-- RECORDS FOR PROCESSING follows --
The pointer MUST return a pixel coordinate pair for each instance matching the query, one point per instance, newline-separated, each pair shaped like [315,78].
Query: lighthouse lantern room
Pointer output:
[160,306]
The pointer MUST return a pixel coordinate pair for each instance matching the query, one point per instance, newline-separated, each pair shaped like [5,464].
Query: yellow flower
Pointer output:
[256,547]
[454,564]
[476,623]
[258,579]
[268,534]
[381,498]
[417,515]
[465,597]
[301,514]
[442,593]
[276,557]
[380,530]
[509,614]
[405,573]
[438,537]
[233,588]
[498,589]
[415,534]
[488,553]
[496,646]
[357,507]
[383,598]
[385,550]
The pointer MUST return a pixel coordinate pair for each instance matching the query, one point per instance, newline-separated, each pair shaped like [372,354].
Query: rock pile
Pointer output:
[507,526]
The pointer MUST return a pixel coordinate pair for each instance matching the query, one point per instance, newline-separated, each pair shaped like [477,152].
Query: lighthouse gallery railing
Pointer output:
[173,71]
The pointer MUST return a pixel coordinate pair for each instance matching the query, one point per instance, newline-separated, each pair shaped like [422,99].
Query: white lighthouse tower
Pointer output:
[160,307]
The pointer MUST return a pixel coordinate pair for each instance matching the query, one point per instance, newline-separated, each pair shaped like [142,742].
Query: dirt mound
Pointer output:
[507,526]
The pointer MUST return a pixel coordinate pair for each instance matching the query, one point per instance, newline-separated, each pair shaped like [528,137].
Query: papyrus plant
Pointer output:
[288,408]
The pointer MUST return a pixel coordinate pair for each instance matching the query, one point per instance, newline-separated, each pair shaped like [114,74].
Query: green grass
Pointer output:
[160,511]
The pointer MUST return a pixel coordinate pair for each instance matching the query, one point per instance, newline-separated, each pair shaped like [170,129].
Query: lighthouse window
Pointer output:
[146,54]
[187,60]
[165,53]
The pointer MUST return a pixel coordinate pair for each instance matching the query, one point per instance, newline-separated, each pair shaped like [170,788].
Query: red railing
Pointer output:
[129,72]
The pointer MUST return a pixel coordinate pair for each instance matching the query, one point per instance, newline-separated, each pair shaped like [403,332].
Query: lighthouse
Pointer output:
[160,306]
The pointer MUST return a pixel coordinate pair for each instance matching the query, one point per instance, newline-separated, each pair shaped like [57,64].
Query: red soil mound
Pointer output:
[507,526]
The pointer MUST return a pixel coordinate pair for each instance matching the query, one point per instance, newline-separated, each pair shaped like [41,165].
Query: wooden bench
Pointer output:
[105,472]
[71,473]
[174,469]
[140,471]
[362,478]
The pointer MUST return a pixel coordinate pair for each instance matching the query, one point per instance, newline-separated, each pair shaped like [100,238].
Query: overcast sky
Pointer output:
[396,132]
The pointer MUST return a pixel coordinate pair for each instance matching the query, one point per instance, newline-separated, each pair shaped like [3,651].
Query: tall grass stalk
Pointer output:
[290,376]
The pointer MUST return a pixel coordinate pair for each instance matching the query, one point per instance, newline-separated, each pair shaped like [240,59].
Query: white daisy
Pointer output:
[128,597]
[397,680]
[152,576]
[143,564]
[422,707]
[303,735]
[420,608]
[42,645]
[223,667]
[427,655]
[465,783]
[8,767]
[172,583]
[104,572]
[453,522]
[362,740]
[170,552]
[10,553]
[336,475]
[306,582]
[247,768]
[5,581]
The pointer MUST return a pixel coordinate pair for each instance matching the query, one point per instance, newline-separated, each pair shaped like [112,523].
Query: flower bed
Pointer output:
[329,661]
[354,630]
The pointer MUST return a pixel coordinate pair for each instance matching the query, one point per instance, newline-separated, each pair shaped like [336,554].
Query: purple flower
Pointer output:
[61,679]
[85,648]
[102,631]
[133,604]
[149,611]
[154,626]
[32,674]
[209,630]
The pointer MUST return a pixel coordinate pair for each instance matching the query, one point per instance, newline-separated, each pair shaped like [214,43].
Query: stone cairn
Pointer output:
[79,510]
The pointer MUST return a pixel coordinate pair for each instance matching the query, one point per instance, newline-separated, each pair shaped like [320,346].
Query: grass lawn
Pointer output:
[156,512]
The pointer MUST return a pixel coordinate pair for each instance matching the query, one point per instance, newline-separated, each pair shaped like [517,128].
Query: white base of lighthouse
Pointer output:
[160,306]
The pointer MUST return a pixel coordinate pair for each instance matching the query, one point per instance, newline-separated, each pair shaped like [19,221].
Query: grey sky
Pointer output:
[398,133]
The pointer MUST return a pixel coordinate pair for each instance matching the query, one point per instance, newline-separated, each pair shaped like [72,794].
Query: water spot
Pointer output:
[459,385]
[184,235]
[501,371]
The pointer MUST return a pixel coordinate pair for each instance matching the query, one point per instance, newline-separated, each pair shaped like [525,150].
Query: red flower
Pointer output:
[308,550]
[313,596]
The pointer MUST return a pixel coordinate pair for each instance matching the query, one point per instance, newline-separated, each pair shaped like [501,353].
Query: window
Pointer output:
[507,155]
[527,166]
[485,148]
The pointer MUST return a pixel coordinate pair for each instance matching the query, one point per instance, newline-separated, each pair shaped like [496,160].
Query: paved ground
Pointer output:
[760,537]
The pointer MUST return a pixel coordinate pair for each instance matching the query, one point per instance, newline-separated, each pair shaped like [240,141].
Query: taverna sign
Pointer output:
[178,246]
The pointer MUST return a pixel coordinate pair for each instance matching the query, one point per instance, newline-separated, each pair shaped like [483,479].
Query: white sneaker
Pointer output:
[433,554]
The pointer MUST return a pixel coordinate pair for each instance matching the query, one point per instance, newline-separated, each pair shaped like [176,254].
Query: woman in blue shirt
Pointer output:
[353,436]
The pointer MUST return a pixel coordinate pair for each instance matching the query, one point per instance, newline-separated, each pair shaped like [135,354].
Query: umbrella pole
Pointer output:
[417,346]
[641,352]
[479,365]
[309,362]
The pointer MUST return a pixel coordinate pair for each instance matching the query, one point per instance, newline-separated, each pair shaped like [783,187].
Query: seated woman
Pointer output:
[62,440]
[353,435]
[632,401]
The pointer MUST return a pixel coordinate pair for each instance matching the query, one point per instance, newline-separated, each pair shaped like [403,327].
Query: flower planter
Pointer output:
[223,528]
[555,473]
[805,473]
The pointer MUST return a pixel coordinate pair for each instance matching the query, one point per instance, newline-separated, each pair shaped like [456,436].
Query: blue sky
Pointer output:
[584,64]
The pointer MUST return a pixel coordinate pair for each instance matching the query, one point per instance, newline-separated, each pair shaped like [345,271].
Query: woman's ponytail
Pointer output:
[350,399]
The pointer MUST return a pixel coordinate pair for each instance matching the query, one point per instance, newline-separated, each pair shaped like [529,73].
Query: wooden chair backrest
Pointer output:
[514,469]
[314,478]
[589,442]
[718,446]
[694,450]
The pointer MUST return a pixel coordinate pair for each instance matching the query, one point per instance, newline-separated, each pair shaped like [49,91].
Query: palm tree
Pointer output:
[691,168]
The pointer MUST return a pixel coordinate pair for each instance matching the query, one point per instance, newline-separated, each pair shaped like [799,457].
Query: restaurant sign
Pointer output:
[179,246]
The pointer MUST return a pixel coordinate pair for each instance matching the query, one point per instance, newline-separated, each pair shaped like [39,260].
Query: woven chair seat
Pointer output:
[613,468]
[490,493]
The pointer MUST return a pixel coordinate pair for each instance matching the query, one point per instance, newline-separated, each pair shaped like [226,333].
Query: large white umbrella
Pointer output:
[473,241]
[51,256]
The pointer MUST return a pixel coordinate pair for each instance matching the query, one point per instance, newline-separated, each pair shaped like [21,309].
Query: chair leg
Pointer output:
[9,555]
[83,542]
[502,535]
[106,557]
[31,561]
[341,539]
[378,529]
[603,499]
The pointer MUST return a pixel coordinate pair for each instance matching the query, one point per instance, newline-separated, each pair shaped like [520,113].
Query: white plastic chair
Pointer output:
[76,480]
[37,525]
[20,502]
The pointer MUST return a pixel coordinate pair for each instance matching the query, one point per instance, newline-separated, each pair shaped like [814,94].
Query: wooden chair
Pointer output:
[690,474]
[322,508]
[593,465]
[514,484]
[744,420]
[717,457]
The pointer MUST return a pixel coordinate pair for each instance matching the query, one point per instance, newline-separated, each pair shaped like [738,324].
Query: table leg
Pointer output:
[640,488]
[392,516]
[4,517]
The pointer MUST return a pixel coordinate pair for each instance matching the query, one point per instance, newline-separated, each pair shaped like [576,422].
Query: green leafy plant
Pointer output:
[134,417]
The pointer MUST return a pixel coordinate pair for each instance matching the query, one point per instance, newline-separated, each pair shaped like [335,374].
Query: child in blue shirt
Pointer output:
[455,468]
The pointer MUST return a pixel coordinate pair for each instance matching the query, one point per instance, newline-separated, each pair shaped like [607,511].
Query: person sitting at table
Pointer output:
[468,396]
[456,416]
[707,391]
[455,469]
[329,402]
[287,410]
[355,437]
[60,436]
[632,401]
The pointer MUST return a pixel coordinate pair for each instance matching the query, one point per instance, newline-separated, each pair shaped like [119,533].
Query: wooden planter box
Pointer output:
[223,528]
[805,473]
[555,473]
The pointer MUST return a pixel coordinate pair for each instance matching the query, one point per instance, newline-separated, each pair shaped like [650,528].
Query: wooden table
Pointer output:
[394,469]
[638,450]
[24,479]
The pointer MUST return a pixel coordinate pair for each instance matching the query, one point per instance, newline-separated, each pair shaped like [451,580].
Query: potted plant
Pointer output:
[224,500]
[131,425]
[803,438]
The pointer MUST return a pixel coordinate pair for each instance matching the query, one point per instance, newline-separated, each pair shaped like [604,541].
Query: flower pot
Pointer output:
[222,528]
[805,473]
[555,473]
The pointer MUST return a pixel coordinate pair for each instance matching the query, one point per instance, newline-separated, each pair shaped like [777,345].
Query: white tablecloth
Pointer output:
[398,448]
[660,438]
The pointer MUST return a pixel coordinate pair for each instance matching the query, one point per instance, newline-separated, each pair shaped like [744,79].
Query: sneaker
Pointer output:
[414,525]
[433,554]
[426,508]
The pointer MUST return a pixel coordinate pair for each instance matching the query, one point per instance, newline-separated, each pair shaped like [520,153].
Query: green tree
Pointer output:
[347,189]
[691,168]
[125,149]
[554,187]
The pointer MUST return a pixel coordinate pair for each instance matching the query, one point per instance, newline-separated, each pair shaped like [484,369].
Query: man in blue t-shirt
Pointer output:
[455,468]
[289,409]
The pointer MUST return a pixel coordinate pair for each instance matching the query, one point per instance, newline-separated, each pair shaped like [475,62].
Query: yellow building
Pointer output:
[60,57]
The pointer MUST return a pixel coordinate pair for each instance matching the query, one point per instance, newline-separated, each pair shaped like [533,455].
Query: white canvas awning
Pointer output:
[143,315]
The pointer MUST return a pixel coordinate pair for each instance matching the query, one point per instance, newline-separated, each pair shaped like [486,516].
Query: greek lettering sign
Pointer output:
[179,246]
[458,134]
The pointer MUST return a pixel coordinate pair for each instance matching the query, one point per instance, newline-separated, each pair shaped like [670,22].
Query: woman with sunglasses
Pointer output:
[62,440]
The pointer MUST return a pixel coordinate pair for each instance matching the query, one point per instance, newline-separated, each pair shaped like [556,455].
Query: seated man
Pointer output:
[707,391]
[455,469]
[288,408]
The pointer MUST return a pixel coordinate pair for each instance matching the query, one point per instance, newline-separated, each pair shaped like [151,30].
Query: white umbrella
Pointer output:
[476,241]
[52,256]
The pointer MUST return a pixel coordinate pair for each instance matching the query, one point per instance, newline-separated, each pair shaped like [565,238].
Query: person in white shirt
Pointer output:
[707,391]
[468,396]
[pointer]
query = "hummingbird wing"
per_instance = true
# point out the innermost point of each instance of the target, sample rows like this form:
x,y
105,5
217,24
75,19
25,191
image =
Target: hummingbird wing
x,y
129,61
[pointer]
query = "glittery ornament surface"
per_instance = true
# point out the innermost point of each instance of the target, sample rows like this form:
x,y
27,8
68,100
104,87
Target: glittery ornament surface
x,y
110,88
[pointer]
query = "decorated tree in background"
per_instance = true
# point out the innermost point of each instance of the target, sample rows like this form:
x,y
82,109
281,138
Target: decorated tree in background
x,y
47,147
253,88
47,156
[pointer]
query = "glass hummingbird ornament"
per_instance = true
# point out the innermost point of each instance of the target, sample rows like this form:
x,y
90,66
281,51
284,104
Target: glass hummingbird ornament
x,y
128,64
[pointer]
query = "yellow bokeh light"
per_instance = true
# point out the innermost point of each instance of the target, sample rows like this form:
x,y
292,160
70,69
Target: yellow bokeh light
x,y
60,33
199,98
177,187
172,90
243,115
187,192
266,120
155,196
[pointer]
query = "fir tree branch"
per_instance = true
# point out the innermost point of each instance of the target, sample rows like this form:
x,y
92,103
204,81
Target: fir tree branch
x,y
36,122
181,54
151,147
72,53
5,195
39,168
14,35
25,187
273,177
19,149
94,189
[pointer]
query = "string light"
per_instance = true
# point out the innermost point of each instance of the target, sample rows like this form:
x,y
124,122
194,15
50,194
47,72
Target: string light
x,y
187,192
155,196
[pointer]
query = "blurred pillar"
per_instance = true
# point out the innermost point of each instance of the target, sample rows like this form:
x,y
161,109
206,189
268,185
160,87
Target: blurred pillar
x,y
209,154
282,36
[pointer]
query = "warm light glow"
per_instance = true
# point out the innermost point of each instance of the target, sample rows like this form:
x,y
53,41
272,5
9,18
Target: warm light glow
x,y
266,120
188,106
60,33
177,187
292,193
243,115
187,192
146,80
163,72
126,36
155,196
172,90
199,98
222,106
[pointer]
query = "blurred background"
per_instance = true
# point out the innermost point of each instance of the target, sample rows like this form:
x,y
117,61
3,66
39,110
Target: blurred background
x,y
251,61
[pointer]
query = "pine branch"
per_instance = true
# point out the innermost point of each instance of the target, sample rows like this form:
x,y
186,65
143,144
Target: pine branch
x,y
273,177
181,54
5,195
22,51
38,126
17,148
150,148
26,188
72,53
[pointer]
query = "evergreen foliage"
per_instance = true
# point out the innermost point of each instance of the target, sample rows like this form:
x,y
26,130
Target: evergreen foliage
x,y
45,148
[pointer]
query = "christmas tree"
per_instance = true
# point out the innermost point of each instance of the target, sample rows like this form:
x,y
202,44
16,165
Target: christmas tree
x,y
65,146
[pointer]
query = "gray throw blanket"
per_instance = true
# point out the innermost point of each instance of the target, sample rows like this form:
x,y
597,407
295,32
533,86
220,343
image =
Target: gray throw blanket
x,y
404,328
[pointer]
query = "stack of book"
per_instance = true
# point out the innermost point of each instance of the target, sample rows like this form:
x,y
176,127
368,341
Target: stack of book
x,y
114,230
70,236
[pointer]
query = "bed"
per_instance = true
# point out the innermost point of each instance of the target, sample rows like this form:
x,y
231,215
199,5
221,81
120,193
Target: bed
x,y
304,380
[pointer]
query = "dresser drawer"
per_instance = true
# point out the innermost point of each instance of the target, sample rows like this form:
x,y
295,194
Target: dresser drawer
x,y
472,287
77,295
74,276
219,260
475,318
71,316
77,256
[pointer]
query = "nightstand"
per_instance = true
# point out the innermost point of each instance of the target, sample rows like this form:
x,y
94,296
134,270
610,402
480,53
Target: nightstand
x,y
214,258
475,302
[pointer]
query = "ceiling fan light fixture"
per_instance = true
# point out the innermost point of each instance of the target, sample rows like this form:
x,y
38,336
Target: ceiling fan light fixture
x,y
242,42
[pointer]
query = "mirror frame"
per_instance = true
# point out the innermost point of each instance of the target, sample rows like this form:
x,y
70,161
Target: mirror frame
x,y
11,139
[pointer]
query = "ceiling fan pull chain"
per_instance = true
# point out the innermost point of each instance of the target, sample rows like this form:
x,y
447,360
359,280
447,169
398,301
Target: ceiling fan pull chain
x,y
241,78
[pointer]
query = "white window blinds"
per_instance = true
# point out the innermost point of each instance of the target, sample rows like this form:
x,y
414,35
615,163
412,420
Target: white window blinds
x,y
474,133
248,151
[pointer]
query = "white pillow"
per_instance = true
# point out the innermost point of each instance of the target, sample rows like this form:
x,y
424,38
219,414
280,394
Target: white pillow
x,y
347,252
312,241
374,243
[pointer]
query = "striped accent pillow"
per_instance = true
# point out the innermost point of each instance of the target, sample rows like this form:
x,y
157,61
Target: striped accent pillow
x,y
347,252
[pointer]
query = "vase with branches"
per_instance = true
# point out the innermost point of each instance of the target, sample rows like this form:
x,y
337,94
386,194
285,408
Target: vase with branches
-- RECORDS FOR PROCESSING concluded --
[TRY IT]:
Repeat the data word for word, starting at its first line and stopping after the line that contains "Query: yellow flower".

[WRITTEN REPLY]:
The pointer MUST return a pixel coordinate pair for each instance matching the query, one point per instance, newline-separated, each pair shaped like [315,78].
Query: lighthouse lantern room
Pointer output:
[160,306]
The pointer MUST return a pixel coordinate pair for each instance matching the query, one point per instance, newline-separated, each pair shaped like [5,464].
Query: yellow flower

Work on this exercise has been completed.